SUPPLIED ENTRIES -
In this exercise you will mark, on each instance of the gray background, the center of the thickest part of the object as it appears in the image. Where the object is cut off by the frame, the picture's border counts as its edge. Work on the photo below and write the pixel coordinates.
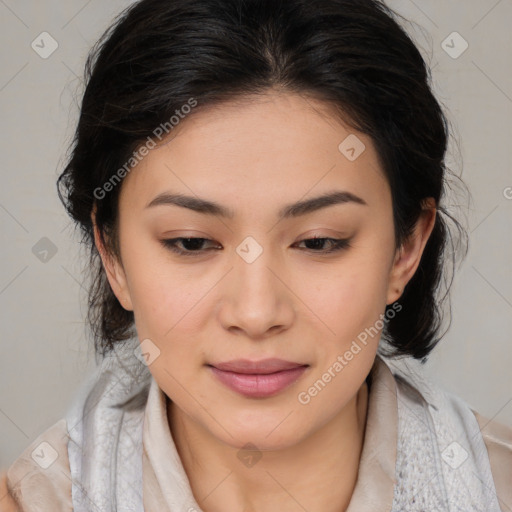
(45, 353)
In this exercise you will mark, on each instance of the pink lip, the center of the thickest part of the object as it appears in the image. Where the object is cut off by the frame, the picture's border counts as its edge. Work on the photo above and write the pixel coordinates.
(258, 379)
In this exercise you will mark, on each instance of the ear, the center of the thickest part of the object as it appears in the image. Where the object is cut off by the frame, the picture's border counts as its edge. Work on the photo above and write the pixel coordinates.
(408, 256)
(113, 268)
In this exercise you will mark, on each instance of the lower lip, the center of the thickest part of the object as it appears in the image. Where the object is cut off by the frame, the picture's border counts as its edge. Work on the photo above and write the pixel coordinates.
(259, 385)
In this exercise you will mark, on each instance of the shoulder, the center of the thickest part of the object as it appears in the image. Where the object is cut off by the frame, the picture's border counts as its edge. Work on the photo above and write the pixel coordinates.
(498, 441)
(453, 417)
(40, 478)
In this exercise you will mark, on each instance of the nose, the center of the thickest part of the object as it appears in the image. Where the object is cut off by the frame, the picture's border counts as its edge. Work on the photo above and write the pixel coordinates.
(256, 302)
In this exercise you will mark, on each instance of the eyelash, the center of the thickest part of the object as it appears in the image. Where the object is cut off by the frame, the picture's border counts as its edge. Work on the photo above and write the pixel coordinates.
(336, 245)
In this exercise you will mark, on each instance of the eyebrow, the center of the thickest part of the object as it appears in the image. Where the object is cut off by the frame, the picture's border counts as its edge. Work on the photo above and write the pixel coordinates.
(289, 211)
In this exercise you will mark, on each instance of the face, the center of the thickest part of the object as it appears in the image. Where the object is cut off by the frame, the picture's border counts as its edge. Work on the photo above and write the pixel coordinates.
(250, 281)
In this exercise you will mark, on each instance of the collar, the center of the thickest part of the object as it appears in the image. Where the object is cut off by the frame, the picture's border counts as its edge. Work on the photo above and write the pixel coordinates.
(166, 486)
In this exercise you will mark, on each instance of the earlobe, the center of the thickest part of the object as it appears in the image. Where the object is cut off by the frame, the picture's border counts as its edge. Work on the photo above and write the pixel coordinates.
(113, 269)
(408, 256)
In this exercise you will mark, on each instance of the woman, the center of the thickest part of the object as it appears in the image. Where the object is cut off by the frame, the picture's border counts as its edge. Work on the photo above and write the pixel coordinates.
(260, 184)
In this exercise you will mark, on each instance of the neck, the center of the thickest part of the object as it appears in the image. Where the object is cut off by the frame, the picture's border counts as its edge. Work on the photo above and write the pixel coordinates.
(317, 474)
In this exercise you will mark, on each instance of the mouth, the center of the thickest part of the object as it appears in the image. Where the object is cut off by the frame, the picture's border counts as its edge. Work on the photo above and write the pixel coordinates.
(258, 379)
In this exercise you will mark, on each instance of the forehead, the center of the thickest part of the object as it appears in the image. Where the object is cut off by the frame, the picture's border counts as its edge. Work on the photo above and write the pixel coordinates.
(258, 151)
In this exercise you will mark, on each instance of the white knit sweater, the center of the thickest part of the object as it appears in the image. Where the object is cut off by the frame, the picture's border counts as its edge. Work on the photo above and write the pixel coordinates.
(442, 463)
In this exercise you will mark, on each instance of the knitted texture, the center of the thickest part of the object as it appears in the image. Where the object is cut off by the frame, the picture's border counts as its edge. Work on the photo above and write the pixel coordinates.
(442, 463)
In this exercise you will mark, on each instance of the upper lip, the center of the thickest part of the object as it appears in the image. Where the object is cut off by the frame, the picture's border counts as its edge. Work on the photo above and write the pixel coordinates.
(264, 366)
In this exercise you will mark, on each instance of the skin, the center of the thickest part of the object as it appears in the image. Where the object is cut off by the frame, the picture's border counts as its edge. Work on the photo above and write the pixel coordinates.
(254, 157)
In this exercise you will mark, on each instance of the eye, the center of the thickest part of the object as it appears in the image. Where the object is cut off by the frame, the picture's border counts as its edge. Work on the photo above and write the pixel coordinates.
(194, 246)
(336, 244)
(191, 245)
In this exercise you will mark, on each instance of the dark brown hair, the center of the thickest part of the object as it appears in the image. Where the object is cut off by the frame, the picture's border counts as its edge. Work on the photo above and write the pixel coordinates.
(352, 54)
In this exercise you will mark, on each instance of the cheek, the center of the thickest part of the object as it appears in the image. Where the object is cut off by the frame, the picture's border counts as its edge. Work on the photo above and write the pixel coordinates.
(349, 297)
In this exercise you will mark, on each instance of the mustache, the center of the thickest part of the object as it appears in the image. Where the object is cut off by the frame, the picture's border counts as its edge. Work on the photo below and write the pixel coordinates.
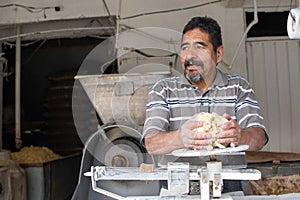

TASK BRIEF -
Show every line of the material above that contains the string "below", copying each one in full. Case counts when matching.

REPLY -
In this exercise you will mark, on each instance of the gray background, the center of the thickest part of the object as it appears in the image. Where the object is cut off by the frame, the picture's border counts as its edge. Work on the photo below and write the pixel coordinates.
In this exercise you will mark, on each instance of the mustache, the center of the thickest part of the object as it appears in the image. Where the object is cut off by the frame, the picture's border counts as its edge. Work on the photo below and write the pixel coordinates.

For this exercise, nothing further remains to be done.